■ DOCUMENT PASSAGE ■
---
After the paper was banned by General Vinoy (1871) on March 11 (nr18), it was reissued on March 21 (nr19) and was published without interruption until Tuesday May 23 (nr83).

Its collaborators were: Casimir Bouis, Jean-Baptiste Clément, Pierre Denis, and Charles Rochat, with occasional articles by Henry Bauer (1851–1915), Courbet, and André Leo.

Because of the communal tasks taken up by most other editors, the work of chief editor in practice fell to Pierre Denis, who set the tone with accent on the Proudhonian ideology. He represented his views in the First International, of which he was a member: recognition of individual liberties, suppression of the permanent army and police, "Laïcité" and free education, entire benefit of work produced, autonomy of the commune -or Voluntary association, autonomy, federation, and union.

Jacques Vingtras and exile
The foregoing events were all chronicled in the three parts of Jules Vallès major work: Jacques Vingtras: L'Enfant, Le Bachelier, L'insurgé. Vallès wrote Jacques Vingtras during his bitter exile following the Paris Commune.

Vallès went to live in exile in London. In 1875 Vallès, in the absence of his companion Joséphine Lapointe, had an affair with another woman.  She bore his daughter, but when the girl died at 10 months, Vallès quickly separated from the mother. This period in 1876 marked his complete destitution. His friend Hector Malot negotiated the publication of his novel Jacques Vingtras - L'Enfant as a serial (feuilleton) in the newspaper Le Siècle (June–August 1878). The extreme realism combined with corrosive irony resulted in a negative public reaction and dropping of the project. In January–May 1879 Le Bachelier appeared in La Révolution française under the title Les Mémoires d'un révolté. The first book Jacques Vingtras - L'Enfant, Le Bachelier was published by Charpentier and signed 'Jean La Rue' (Vallès had tried to start the paper La Rue in Brussels that same year - a failure).
---
■ DATA SECTION ■
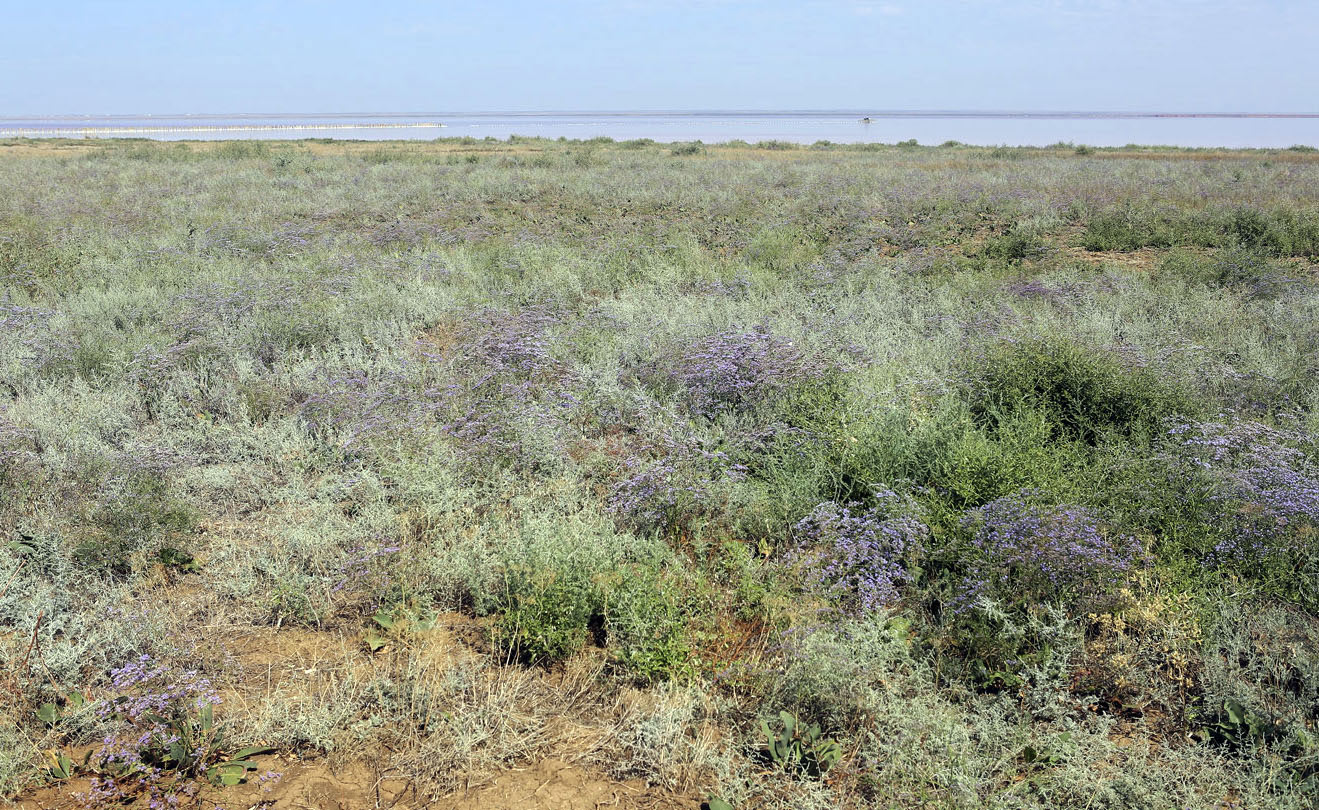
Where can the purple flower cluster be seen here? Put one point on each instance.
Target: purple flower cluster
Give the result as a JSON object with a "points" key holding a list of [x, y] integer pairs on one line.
---
■ WHAT THIS EXERCISE ASKS ■
1. Answer the following from the passage on Jules Vallès:
(a) Until what date was the paper published without interruption?
(b) Who in practice carried out the work of chief editor?
(c) In which newspaper, and during which months, did Jacques Vingtras - L'Enfant appear as a serial?
2. Continue the passage on Jules Vallès from its final sentence.

■ ANSWERS BELOW ■
1.
(a) Tuesday May 23 (nr83).
(b) Pierre Denis.
(c) Le Siècle, June–August 1878.

2.
In 1879–1880 he came to know Séverine, whose friendship secured the final draft of L'Insurgé. She persuaded Charpentier to publish the book in 1886, after Vallès's death.

Among the French authors most influenced by the racy, concise and ironic style of Jules Vallès is Jules Renard, author of the child's  portrait Poil de Carotte. Séverine at least recognised the quality of the prose of her friend in his writings (see: Jules Renard Journal 1897-1910).

Amnesty and last days
After his liberation on 11 June 1879, Blanqui had managed to get support from Gambetta for the plight of the many thousand destitutes who had been implicated in the Paris Commune. On 11 July 1880 the government issued a general pardon, in the wake of which Vallès was able to return to Paris. There he renewed his journalism with vigour. In 1881 he was among the 100,000 mourners in procession for Blanqui's funeral.

In 1883 he was entirely successful in restarting Le Cri du Peuple as a voice for libertarian and socialist ideas. At the same time he became increasingly ill with diabetes. During a health crisis in November 1884, he was taken to the house of doctor Guebhard and his secretary Séverine. He assigned Hector Malot to be the executor of his will and died on 14 February 1885.

His funeral was also a major public event, attracting a procession of some 60,000 following the coffin to Père Lachaise Cemetery.

Notes

References
 Alain Viala: Préface et commentaires à Jules Vallès "Jacques Vingtras - L'Enfant" Paris: Presses Pocket, 1990
 Marie-Claire Bancqaert: Préface et notes à Vallès "L'Insurgé" Paris: Collection Folio/Gallimard, 1979
 Bernard Noël: "Dictionnaire de la Commune" Paris: Champs/Flammarion, 1978

External links

 
  
 Vallès in Le Cri du Peuple (English)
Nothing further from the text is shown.